* _ABOUT THIS TASK_
Please continue the account of the 2001 fighting at the Qala-i-Jangi fortress, picking up after its last sentence.

About 20 miles west of Mazar-i-Sharif in northern Afghanistan is Qala-i-Jangi, a large and formidable 19th century fortress.
At that place, a handful of American and British soldiers, along with their Northern Alliance Afghani allies, waged a ferocious fight against Taliban fighters.
The American Taliban
On Saturday, November 24, 2001, several hundred Taliban fighters who had surrendered to the Northern Alliance were brought in trucks to Qala-i-Jangi.
The fighters were incarcerated in underground cells, where they joined several hundred other Taliban combatants who had surrendered earlier.
The Taliban were a mixture of Afghans, Pakistani, Uzbek, Chechen, Arabs, and one American – John Walker Lindh.
The First American Death
On the following Sunday morning some of the prisoners were taken from their cells to be questioned by two CIA officers.
One of them, by the name of Johnny Micheal Spann, found and began questioning Lindh.

* _EXTRACTED INFORMATION_
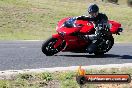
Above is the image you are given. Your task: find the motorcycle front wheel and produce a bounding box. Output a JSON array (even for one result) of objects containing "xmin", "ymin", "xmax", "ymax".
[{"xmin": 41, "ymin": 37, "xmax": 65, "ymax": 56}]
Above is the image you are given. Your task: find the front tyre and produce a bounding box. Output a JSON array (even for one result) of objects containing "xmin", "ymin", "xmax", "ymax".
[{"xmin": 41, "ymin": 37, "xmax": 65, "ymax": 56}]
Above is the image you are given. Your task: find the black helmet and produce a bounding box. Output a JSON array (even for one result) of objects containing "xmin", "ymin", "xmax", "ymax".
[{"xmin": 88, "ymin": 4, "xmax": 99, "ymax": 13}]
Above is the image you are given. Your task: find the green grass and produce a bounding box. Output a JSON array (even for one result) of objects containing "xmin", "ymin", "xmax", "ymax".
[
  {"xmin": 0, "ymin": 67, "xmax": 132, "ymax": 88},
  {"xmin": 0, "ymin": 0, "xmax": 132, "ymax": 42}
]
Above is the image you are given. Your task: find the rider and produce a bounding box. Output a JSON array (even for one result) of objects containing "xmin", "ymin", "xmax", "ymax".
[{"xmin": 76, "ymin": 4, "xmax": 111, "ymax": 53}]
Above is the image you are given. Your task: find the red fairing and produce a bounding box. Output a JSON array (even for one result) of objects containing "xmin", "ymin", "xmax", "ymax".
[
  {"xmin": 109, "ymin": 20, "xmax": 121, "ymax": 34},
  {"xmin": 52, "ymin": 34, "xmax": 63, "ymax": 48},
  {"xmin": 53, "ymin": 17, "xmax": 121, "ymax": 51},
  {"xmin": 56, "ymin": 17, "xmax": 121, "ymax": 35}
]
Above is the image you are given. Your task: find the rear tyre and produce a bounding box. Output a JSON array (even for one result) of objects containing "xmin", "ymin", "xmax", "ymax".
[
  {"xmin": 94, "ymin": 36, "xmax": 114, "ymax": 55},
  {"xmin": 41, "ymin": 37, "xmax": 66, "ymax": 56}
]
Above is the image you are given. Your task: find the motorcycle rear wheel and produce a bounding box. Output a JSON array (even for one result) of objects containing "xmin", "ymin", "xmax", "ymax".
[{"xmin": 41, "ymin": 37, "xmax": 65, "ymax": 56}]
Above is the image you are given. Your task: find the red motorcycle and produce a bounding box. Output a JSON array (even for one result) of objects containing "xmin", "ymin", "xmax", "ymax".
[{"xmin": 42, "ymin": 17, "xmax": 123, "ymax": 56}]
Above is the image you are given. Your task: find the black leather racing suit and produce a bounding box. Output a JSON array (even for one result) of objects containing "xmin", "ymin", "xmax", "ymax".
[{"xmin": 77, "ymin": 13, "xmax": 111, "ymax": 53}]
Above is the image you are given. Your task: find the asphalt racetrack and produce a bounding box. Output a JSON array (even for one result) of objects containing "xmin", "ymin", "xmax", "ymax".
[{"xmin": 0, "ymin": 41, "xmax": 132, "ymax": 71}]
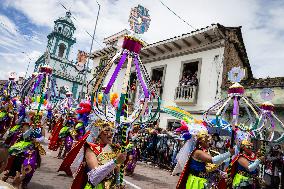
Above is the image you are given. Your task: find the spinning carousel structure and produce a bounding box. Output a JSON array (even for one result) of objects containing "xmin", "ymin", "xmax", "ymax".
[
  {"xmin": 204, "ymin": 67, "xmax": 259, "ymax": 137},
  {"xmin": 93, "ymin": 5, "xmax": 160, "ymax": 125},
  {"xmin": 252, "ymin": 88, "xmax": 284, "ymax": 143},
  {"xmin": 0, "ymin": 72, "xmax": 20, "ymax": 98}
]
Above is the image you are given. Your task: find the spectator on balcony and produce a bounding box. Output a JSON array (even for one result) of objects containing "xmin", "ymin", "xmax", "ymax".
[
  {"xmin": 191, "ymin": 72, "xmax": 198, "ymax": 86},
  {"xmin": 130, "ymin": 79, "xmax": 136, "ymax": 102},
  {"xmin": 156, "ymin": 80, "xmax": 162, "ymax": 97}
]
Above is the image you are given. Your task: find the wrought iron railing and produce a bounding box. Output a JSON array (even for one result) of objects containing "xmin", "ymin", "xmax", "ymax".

* _SOLVED PROBLEM_
Lindh refused to talk; he said nothing to Spann about a Taliban plan to attack the Americans and their Northern Alliance allies.
Later that morning, the two agents interrogated another group of prisoners. When questioned by Spann, one of them said he had come to Afghanistan to kill Americans. A moment later he attacked Spann.
With weapons which had been previously cached in Qala-i-Jangi, approximately 600 Taliban fighters launched an attack to take over the fortress. In the melee, Lindh was shot in the right thigh. He fell to the ground and pretended to be dead.
Spann’s body lay nearby; he was the first American to die in the global war on terror.


The American Detainee
Reinforcements were quickly called for.
By early afternoon, a small number of American and British forces arrived to direct the counterattack and joined Northern Alliance soldiers in an unforgiving firefight to regain control of the fortress.
When communications with American airpower were established later that afternoon, air strikes began to systematically level buildings and the Taliban within.
The fighting continued during the night and raged into Monday. As the day ended, an American AC-130 began circling over the fortress. Shortly thereafter, it unleashed its devastating firepower on Taliban positions in the fortress.
By early Tuesday morning, the fighting had begun to subside; hundreds of Taliban fighters lay dead or near death. By week’s end, only one group of fighters remained entrenched in a basement.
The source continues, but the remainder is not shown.